++++ Reading passage

In her wonderful book, The Ghost in the Garden: in Search of Darwin’s Lost Garden, author Jude Piesse observes that gardens have the unique distinction of being created by people as much as they are by nature. And yet, serving as a contact language between natural forces and the works that can fill a human life, gardens are also capable of taking on significance as something much more than themselves—a lesson that was emanated from Susannah Darwin to her six children, most notable among them, perhaps, one son named Charles.
But to the degree that a garden can be transfigured into the mythos, it can also become the metaphor that keeps Piesse’s many narratives well-nourished. In the work, which is expertly dialectical despite its coy appearance otherwise, the author spares no detail of the humdrum labor undertaken in its writing. She unearths archival documents down to the very bone, venturing from location to location and often back again so that no one place looks the same way twice. At one turn, the reader learns about a showman steeplejack’s obituary, only to find at another how his tragic death has taken on shape in the birthplace of Charles Darwin. Tedium becomes an origin for richly recreated historical moments, and the result is a work that’s as inseparable from its author’s imagination as it is from each word in the sources from which it was drawn. Like Rilke’s The Notebooks of Malte Laurids Brigge, The Ghost in the Garden reads as a ghost story about a ghost story, a constant yearning after its subject—which, it so happens, is also quite illusory.

++++++++

Summarize the book review in two sentences.

++++ Data provided

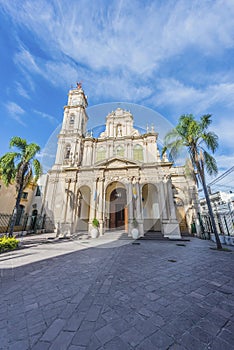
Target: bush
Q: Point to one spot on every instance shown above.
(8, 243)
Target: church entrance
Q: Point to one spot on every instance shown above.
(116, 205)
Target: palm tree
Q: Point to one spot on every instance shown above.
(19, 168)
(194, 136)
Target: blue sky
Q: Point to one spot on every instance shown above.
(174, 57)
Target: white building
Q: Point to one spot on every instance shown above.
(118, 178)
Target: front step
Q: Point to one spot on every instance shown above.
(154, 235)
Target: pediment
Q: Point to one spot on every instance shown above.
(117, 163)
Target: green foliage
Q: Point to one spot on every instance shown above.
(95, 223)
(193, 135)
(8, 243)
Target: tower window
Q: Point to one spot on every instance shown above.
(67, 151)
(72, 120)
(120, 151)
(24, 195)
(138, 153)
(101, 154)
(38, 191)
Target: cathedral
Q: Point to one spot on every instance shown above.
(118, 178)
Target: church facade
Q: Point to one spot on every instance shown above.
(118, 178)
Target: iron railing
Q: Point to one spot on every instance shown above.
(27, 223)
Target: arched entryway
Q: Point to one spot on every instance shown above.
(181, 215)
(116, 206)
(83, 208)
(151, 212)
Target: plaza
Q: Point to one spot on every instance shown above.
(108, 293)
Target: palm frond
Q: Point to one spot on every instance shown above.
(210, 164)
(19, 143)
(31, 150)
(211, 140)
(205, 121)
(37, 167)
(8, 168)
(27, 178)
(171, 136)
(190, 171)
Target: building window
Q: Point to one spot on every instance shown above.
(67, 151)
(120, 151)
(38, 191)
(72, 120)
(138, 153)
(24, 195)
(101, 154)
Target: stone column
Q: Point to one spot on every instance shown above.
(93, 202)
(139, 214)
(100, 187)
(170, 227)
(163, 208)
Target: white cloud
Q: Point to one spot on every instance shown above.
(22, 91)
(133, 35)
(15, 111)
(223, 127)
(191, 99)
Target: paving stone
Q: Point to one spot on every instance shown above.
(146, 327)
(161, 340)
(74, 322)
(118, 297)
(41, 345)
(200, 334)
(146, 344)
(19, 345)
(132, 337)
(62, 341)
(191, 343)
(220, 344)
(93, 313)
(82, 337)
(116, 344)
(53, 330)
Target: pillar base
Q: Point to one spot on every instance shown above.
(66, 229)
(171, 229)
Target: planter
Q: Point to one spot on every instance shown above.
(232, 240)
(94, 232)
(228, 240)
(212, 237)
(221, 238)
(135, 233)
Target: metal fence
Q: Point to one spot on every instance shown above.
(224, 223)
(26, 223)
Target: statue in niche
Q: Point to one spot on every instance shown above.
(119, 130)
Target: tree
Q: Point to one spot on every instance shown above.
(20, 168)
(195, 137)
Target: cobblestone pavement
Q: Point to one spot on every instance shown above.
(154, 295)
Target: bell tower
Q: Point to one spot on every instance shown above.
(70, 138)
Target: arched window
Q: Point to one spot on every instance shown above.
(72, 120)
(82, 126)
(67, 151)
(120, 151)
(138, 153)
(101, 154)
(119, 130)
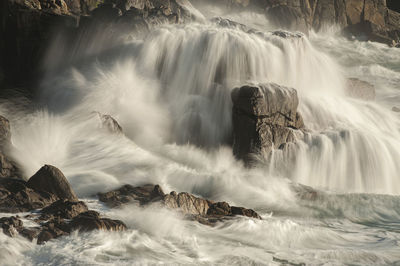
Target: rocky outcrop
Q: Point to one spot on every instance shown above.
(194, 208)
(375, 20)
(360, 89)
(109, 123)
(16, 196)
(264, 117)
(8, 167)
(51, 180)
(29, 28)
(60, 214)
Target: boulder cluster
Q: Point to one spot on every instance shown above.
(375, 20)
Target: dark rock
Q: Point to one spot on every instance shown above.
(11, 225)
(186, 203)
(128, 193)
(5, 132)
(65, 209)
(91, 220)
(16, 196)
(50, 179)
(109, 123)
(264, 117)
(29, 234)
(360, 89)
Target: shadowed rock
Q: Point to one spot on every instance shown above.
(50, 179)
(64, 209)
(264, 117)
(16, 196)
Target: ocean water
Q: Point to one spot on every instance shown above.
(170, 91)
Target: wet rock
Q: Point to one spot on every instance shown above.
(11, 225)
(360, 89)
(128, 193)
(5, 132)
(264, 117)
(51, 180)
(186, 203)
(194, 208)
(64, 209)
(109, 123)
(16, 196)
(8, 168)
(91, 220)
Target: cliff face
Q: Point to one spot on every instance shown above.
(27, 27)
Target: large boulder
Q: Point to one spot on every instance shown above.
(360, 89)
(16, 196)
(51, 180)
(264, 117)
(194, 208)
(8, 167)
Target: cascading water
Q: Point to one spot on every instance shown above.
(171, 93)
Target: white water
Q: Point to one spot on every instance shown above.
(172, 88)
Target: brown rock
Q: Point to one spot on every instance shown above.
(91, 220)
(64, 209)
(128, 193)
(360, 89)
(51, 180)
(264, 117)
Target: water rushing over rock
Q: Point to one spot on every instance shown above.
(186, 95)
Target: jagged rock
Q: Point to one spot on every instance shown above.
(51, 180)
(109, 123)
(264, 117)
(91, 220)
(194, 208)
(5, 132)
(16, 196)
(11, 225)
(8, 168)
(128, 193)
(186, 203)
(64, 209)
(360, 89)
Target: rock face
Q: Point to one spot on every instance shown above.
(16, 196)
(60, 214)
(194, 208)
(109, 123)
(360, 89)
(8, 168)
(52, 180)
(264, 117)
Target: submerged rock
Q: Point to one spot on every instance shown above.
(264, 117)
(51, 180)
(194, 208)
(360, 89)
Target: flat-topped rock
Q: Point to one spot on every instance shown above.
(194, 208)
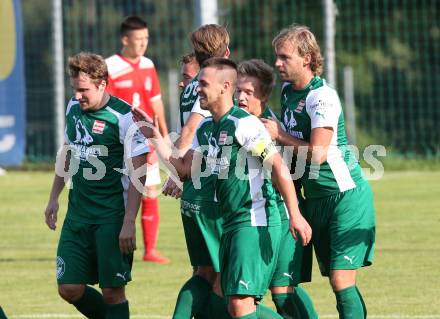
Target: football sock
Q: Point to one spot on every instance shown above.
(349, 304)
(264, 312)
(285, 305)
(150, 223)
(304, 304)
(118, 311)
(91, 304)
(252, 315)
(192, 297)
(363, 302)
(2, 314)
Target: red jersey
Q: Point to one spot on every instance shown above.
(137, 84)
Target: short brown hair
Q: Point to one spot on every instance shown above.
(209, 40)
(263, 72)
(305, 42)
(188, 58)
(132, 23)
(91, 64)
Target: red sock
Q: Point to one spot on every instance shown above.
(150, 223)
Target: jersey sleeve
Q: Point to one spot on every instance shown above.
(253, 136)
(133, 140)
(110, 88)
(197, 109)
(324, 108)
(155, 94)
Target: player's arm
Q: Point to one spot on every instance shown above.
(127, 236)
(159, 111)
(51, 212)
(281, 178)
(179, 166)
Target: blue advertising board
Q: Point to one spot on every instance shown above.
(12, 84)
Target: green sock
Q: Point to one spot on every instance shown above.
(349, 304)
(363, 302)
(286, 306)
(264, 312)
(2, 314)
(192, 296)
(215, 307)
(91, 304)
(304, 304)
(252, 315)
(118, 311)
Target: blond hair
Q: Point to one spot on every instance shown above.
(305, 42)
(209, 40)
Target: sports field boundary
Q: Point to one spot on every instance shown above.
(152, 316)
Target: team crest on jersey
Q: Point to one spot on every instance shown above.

++++++++

--- Written response ---
The review discusses Jude Piesse's The Ghost in the Garden: in Search of Darwin's Lost Garden, which observes that gardens are created by people as much as by nature and can take on significance beyond themselves, a lesson Susannah Darwin passed on to her six children, including Charles. Piesse examines archival documents closely and travels from place to place, turning tedious research into richly recreated historical moments, and the reviewer compares the result to Rilke's The Notebooks of Malte Laurids Brigge as a ghost story about a ghost story.